§ EXTRACTED TEXT:
>>>

U.S. Diplomat Killed at Home in Jordan

AMMAN, Jordan -- An American diplomat was gunned down in a hail of bullets Monday as he walked to his car outside his home in the Jordanian capital, U.S. and Jordanian officials said.

The U.S. Embassy identified him as Laurence Foley of the U.S. Agency for International Development mission, which handles foreign aid and humanitarian programs.

The gunman, possibly aided by others, escaped and there was no immediate claim of responsibility. It was the first fatal shooting of a Western diplomat in Jordan in memory.

While Jordan is officially allied with the United States, anti-American sentiment has been rising with public opposition to a threatened U.S. attack on Iraq, Jordan's eastern neighbor. The kingdom's 1994 peace treaty with Israel has also made it a target for Muslim militants and terrorist groups.

Jordanian Information Minister Mohammed Affash Adwan would not speculate on whether terrorists were involved, but called the attack "an aggression on Jordan and its national security."

Foreign Minister Marwan Muasher went to the U.S. Embassy to express condolences and promised swift action to catch the perpetrator.

"The Jordanian government is going to deal seriously with this horrible crime," he was quoted by the Jordanian news agency Petra as saying.

The U.S. Embassy warned Americans to "remain vigilant." Security was immediately increased at embassies and diplomatic missions.

Foley, 62, was shot as he approached his car around 7:30 a.m. by a gunman using a pistol, according to a senior Jordanian security official, speaking on condition of anonymity.

<<<

§ DATA SUPPLIED:
>>>

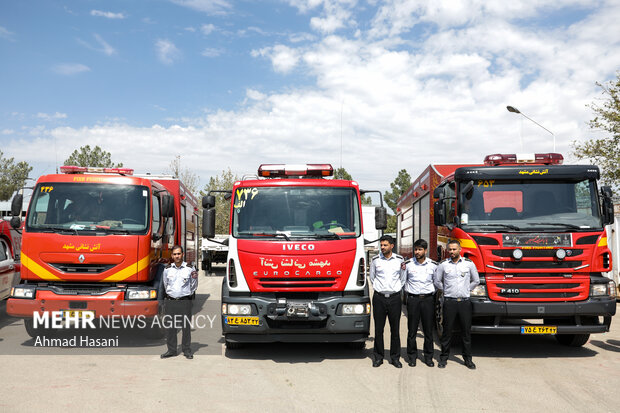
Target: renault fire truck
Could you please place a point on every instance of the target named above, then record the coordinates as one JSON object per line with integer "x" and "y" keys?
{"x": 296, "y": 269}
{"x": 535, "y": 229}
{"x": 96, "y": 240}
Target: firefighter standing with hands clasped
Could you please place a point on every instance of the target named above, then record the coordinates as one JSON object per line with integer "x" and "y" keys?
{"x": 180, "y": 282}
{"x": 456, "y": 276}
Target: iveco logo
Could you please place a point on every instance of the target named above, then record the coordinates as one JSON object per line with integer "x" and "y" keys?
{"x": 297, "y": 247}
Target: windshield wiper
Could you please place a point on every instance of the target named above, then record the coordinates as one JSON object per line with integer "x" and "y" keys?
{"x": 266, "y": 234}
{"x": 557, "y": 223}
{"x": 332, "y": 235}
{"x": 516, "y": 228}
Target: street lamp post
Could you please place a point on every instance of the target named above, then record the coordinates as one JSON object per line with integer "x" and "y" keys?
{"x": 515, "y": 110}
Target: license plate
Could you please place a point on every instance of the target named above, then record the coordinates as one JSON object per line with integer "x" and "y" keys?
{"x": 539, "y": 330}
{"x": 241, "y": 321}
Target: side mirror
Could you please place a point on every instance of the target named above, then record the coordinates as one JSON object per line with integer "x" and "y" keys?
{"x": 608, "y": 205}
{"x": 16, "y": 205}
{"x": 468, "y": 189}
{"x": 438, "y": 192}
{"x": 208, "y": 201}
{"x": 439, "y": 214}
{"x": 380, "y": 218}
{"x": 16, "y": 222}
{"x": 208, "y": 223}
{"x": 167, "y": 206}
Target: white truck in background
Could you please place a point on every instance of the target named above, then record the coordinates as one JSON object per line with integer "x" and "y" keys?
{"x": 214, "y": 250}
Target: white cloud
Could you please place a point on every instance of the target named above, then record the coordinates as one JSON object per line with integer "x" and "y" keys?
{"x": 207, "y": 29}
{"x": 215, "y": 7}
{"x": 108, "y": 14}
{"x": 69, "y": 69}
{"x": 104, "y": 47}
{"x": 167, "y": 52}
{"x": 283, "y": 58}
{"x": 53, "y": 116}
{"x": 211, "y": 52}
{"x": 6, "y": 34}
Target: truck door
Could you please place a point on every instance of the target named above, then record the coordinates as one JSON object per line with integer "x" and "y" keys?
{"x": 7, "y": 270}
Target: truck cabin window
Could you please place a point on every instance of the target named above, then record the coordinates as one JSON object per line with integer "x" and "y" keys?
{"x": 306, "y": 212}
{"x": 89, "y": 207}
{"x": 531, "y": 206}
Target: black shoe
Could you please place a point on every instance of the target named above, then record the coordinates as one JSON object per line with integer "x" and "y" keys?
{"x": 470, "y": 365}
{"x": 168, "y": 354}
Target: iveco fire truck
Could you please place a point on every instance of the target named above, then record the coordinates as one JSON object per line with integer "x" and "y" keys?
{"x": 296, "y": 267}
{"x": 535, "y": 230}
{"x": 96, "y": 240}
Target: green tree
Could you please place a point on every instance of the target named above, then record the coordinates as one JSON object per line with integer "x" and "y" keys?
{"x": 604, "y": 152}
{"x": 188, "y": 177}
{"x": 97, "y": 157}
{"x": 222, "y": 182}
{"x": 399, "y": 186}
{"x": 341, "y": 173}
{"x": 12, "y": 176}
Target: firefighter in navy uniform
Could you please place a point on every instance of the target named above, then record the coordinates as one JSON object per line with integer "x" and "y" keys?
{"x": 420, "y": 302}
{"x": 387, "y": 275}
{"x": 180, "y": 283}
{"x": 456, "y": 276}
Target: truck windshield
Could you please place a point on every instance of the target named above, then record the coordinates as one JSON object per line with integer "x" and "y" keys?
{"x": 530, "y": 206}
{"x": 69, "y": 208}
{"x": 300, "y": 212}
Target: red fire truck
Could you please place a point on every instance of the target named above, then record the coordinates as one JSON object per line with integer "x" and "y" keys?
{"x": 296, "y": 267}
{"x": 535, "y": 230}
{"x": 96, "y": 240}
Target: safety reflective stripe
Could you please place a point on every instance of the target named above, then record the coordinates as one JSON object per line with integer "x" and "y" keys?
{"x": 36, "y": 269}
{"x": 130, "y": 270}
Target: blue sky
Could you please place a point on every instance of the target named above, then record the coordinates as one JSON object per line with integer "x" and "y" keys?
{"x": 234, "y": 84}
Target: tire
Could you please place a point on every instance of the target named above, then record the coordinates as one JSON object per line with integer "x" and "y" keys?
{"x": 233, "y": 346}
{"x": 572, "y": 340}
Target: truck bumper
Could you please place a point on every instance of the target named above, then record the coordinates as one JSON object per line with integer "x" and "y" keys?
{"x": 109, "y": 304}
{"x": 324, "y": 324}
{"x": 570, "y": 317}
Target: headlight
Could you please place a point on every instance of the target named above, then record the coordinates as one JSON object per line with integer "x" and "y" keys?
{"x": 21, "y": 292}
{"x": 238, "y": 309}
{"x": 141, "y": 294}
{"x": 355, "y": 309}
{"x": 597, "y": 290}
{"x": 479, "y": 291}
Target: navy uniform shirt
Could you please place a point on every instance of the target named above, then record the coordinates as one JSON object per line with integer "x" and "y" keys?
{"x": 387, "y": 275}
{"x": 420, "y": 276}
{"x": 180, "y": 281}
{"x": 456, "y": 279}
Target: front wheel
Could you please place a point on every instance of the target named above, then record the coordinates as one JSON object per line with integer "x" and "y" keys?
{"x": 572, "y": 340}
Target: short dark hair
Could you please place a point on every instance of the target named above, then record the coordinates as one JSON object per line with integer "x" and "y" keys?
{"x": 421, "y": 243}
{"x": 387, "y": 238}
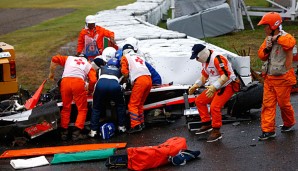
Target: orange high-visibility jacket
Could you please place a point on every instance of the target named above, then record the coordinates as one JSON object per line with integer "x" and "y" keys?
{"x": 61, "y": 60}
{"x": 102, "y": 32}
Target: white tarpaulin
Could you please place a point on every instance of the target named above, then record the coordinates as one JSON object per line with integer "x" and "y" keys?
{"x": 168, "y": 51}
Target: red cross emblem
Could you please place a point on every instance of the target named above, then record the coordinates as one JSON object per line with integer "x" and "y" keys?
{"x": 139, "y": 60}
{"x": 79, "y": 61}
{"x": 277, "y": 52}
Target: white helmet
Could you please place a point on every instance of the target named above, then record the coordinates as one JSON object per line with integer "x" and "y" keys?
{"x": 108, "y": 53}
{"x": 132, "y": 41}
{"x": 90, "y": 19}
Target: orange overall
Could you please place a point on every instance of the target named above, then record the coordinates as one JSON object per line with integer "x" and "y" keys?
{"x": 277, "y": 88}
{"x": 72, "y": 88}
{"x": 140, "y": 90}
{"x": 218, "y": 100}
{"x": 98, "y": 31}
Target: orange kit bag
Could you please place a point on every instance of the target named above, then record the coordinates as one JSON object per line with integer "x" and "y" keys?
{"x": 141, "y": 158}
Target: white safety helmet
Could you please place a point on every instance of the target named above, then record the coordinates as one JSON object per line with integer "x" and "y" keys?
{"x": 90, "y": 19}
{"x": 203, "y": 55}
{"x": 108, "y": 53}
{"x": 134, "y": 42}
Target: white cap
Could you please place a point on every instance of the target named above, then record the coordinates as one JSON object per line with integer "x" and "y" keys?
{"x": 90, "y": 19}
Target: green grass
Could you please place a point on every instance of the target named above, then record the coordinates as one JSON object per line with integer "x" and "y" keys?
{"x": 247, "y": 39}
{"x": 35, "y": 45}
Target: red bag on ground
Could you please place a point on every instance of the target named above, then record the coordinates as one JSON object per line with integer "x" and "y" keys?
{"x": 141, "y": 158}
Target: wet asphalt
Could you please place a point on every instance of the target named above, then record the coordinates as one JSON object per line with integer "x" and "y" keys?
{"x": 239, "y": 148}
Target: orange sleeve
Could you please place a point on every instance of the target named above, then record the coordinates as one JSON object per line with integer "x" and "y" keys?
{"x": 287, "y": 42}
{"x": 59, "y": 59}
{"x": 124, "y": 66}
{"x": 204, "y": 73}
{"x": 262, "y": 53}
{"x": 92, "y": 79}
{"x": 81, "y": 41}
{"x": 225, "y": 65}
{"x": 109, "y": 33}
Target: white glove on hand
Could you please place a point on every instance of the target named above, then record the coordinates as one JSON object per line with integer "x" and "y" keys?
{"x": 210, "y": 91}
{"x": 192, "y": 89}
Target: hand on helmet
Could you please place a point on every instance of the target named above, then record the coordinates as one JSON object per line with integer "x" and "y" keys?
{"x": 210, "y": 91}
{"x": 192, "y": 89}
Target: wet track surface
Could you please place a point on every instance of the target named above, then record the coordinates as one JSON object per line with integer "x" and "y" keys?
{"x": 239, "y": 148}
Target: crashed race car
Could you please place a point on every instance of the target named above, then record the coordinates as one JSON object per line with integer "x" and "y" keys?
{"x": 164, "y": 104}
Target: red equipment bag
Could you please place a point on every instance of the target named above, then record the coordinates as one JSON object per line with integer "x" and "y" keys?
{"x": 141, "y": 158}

<<<
>>>

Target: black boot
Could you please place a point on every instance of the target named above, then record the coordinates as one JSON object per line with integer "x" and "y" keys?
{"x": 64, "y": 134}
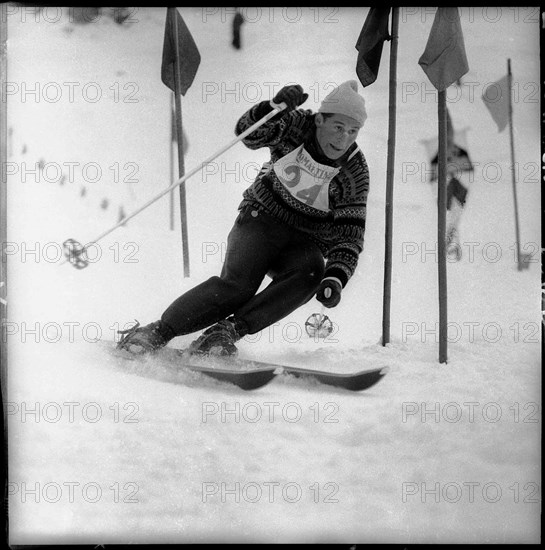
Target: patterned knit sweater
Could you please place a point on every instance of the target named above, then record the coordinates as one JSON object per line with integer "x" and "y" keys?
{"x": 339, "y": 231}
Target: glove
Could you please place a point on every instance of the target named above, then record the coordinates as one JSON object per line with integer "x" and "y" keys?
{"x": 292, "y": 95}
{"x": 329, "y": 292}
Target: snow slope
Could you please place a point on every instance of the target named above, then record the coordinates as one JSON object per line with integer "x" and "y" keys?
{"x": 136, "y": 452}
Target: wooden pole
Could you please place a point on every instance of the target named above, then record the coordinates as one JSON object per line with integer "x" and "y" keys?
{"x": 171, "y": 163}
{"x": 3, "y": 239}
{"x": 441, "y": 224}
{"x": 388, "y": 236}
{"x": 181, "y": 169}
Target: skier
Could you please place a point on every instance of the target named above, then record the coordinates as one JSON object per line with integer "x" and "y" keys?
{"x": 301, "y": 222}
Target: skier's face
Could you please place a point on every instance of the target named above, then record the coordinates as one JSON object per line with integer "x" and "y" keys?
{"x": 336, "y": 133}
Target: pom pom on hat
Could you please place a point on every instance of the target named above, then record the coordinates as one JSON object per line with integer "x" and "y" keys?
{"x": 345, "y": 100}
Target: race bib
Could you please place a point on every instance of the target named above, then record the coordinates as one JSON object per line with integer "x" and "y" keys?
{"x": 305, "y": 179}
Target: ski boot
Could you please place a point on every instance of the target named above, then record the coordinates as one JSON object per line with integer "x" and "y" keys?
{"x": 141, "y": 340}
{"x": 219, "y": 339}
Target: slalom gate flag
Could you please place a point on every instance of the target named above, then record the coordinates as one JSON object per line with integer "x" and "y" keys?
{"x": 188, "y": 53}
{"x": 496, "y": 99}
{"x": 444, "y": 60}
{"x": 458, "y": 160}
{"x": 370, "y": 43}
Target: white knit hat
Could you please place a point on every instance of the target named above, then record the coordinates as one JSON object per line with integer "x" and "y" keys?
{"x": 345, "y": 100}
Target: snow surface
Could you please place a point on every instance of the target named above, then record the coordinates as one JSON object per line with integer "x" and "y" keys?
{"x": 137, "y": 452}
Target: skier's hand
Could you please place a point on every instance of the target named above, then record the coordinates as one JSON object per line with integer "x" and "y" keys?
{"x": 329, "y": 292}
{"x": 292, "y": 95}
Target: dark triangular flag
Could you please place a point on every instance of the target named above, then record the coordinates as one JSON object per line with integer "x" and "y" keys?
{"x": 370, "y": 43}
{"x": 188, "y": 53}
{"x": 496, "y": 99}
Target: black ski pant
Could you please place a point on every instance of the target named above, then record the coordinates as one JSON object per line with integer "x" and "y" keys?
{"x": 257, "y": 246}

<<<

§ TASK DIRECTIONS:
Return everything in the article about the diplomat's killing in Amman from "While Jordan is" down to "catch the perpetrator.", copied word for word.

§ EXERCISE RESULT:
While Jordan is officially allied with the United States, anti-American sentiment has been rising with public opposition to a threatened U.S. attack on Iraq, Jordan's eastern neighbor. The kingdom's 1994 peace treaty with Israel has also made it a target for Muslim militants and terrorist groups.

Jordanian Information Minister Mohammed Affash Adwan would not speculate on whether terrorists were involved, but called the attack "an aggression on Jordan and its national security."

Foreign Minister Marwan Muasher went to the U.S. Embassy to express condolences and promised swift action to catch the perpetrator.